§ What the task requires
Repeat the records below with "bowl rim" swapped for "edge of the bowl" and everything else kept the same. Leave out the pictures.

§ Dataset entries
_ _ _ _

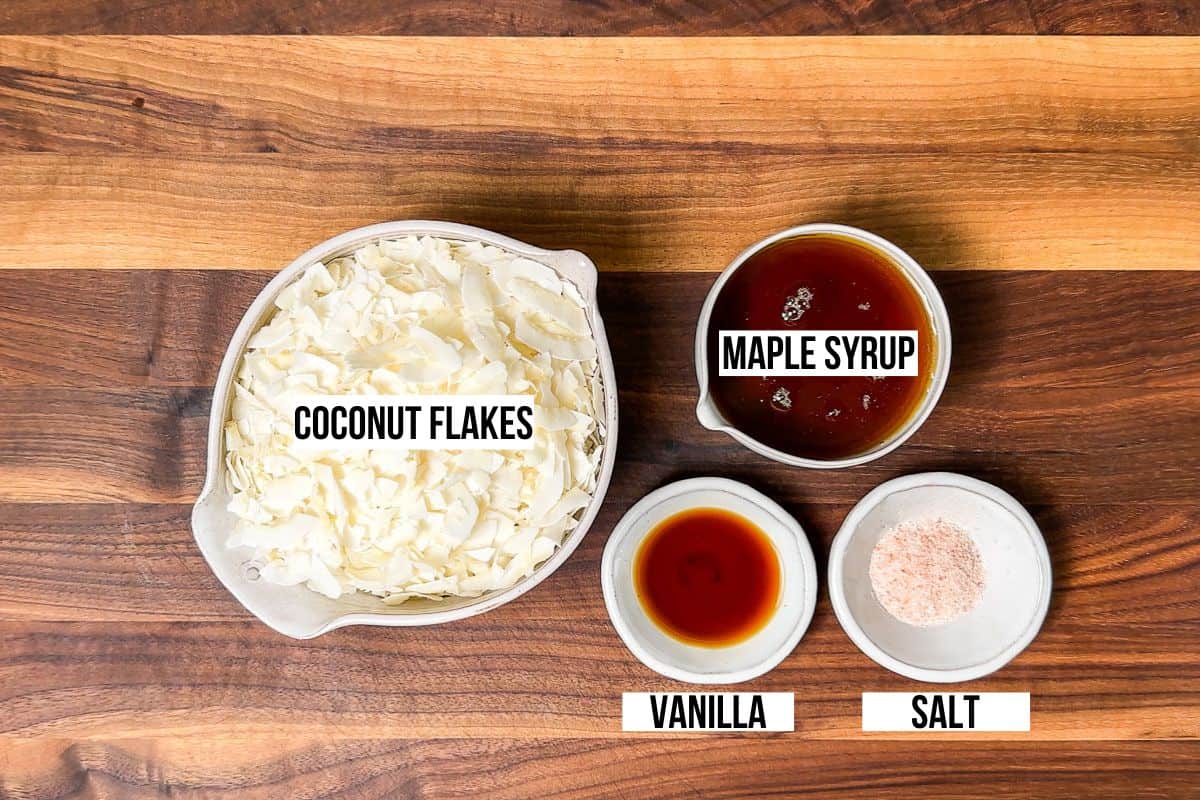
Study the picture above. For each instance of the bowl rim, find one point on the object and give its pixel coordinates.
(647, 505)
(850, 527)
(586, 282)
(712, 419)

_ _ _ _

§ Right answer
Study the picture above. For each instance of the edge of the bowl, find one point on the object and give its pixel coordinates.
(647, 505)
(850, 527)
(586, 282)
(712, 419)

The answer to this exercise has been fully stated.